§ BRIEF: Go through the material below and copy out every line that contains the word "shirt", leaving out all the others.

§ MATERIAL SUPPLIED:
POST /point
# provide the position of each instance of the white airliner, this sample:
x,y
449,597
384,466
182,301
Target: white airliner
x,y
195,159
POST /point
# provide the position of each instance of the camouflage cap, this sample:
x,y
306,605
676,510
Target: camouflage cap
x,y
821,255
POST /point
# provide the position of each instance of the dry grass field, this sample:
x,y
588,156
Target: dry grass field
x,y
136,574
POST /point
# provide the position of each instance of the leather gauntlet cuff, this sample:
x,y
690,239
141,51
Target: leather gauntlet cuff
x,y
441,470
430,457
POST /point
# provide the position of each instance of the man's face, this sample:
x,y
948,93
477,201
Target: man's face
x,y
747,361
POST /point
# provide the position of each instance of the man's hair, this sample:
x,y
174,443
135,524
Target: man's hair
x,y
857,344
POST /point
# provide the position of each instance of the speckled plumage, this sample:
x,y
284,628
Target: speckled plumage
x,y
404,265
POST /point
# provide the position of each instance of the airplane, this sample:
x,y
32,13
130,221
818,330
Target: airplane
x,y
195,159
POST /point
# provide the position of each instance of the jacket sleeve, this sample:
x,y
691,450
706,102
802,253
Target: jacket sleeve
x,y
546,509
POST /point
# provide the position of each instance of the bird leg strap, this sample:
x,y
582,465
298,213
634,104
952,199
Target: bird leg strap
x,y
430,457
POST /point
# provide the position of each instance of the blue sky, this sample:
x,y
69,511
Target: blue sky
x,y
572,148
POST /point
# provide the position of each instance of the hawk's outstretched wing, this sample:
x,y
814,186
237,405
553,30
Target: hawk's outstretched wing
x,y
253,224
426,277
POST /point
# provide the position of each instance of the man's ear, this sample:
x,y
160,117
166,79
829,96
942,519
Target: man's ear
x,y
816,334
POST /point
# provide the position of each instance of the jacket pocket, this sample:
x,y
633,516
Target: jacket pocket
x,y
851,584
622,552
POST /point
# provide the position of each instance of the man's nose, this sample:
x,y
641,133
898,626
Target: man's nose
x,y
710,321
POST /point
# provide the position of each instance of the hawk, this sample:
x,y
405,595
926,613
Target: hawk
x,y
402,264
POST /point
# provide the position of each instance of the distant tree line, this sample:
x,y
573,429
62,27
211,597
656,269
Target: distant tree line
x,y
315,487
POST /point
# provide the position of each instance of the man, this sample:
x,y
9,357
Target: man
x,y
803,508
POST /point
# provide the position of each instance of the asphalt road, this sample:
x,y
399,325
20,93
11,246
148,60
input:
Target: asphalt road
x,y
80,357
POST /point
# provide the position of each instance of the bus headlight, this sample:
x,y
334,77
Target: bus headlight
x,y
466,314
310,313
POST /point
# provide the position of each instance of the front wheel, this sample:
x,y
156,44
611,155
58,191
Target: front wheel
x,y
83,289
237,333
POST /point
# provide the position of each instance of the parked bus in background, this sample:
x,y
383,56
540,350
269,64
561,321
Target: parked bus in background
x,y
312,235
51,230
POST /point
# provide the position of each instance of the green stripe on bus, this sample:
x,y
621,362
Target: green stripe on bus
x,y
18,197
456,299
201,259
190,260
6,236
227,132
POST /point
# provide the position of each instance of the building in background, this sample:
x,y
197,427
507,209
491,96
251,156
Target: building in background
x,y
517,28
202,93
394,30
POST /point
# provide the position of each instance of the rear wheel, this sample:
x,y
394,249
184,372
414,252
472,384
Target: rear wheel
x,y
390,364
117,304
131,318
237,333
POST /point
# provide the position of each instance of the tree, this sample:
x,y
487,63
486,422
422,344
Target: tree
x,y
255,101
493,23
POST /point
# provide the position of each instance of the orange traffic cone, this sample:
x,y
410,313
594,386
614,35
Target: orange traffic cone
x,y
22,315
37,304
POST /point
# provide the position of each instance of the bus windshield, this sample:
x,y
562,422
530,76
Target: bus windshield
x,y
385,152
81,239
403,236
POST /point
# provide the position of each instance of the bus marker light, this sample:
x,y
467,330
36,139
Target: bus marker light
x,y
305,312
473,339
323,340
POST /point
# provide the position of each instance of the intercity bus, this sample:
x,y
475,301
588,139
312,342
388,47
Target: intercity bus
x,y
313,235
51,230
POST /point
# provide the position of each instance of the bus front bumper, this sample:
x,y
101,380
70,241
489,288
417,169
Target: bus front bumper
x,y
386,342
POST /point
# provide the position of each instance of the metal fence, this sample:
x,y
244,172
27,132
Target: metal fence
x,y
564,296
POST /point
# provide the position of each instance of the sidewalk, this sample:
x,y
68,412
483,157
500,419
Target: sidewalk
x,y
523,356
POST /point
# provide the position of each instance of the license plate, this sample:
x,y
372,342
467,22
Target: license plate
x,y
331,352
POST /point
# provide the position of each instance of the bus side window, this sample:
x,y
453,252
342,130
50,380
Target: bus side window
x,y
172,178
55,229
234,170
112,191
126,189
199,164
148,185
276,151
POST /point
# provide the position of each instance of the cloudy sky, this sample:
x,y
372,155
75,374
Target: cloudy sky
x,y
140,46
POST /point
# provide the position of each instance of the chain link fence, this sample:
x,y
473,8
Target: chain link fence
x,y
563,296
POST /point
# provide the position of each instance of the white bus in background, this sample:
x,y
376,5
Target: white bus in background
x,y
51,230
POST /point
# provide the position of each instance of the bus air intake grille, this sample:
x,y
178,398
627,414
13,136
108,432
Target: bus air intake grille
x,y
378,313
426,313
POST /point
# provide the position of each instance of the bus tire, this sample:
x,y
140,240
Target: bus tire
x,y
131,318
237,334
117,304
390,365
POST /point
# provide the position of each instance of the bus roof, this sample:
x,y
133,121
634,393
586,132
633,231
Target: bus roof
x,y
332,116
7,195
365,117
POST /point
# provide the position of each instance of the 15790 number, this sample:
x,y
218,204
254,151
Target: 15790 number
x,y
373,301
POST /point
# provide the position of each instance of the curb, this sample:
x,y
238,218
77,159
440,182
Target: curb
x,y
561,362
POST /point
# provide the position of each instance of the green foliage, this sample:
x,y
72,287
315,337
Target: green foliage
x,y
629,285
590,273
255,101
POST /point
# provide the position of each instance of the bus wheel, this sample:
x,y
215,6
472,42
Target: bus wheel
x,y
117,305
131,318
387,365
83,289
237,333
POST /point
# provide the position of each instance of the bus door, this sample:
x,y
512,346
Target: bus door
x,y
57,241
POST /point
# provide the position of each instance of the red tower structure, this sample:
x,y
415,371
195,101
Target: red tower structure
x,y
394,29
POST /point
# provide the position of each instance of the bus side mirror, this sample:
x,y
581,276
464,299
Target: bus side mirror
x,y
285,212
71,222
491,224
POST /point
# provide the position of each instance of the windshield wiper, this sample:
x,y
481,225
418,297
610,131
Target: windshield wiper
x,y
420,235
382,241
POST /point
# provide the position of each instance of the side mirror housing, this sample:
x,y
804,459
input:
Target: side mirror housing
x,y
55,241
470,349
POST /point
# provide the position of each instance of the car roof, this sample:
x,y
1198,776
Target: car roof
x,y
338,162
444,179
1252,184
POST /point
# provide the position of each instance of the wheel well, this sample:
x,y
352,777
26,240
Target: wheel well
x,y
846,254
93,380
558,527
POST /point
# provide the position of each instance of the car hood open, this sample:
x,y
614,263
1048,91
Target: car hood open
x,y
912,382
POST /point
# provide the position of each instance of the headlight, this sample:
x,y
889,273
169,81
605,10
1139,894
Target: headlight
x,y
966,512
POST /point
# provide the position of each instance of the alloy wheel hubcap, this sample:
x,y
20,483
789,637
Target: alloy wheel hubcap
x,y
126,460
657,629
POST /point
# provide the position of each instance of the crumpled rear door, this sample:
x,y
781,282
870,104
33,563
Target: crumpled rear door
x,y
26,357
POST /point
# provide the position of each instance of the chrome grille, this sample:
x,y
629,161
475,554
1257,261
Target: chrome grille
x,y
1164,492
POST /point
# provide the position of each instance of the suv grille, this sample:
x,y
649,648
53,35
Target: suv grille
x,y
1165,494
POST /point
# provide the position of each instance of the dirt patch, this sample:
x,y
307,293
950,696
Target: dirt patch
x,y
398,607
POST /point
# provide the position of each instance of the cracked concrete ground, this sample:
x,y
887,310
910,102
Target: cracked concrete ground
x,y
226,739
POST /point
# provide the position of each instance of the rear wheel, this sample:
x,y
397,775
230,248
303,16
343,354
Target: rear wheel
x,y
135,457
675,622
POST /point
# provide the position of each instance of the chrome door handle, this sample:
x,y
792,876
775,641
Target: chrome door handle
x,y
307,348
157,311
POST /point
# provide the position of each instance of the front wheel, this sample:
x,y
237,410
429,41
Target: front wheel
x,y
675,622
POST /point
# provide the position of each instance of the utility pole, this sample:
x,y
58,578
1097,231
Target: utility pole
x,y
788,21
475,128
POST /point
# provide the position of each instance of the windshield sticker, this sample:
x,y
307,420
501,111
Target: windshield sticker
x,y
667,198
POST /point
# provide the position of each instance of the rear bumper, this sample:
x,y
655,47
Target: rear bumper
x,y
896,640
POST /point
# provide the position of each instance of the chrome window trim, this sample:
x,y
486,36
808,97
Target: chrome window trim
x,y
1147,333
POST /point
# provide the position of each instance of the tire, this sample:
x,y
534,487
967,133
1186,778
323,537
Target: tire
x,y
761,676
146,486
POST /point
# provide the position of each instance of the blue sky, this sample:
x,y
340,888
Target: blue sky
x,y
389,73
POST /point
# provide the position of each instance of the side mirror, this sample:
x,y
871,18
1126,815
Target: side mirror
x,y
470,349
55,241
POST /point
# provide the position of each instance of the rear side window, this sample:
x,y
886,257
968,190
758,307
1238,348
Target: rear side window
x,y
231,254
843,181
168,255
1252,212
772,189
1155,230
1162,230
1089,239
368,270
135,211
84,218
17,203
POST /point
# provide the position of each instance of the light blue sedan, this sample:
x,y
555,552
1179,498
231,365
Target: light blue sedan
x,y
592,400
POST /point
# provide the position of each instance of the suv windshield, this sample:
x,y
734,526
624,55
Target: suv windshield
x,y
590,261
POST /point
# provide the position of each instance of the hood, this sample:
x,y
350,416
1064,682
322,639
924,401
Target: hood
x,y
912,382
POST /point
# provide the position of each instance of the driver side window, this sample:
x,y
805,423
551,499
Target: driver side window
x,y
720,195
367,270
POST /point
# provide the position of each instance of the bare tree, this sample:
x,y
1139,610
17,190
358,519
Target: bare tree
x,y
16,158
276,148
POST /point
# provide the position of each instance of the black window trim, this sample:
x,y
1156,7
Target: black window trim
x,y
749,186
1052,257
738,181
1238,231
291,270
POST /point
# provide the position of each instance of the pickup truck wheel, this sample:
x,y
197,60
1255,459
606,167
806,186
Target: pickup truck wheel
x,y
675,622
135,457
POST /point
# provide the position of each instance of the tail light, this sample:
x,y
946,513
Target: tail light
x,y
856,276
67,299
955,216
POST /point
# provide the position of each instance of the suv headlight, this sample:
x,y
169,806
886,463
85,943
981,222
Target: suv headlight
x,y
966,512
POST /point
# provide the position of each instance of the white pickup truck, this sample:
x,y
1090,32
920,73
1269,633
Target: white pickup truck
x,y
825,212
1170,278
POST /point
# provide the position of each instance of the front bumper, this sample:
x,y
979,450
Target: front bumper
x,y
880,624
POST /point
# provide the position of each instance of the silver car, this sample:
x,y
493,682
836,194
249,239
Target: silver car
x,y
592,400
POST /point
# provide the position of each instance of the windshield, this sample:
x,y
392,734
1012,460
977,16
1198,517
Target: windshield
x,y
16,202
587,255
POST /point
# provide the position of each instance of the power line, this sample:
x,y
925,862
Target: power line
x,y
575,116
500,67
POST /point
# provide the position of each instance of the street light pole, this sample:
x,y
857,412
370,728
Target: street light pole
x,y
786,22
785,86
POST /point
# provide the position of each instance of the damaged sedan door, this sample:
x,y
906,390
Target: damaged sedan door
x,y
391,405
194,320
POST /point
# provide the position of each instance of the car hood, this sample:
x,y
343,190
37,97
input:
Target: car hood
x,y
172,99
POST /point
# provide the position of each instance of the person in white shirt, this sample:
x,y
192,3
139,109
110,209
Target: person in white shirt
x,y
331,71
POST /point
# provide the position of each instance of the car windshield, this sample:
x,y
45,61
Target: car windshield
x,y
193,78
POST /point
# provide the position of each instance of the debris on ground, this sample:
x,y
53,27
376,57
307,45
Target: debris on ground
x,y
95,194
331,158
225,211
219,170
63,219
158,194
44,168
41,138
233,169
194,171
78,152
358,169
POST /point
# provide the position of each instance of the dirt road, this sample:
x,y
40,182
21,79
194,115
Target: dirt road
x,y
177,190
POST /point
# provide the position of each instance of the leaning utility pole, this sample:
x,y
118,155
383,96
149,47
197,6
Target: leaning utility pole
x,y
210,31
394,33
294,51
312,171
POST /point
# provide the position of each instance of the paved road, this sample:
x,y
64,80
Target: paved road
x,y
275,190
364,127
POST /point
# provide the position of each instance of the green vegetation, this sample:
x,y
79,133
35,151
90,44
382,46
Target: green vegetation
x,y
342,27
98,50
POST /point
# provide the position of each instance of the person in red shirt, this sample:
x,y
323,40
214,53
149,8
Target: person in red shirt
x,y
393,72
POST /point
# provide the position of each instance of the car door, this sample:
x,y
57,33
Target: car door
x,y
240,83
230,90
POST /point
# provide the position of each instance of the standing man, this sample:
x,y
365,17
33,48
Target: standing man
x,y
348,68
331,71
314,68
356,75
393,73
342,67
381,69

§ SOLUTION FOR THIS EXERCISE:
# provide the position of each instance of the person in white shirt, this sample:
Target: person in white shirt
# provide the position of each instance of the person in red shirt, this sample:
Target: person in red shirt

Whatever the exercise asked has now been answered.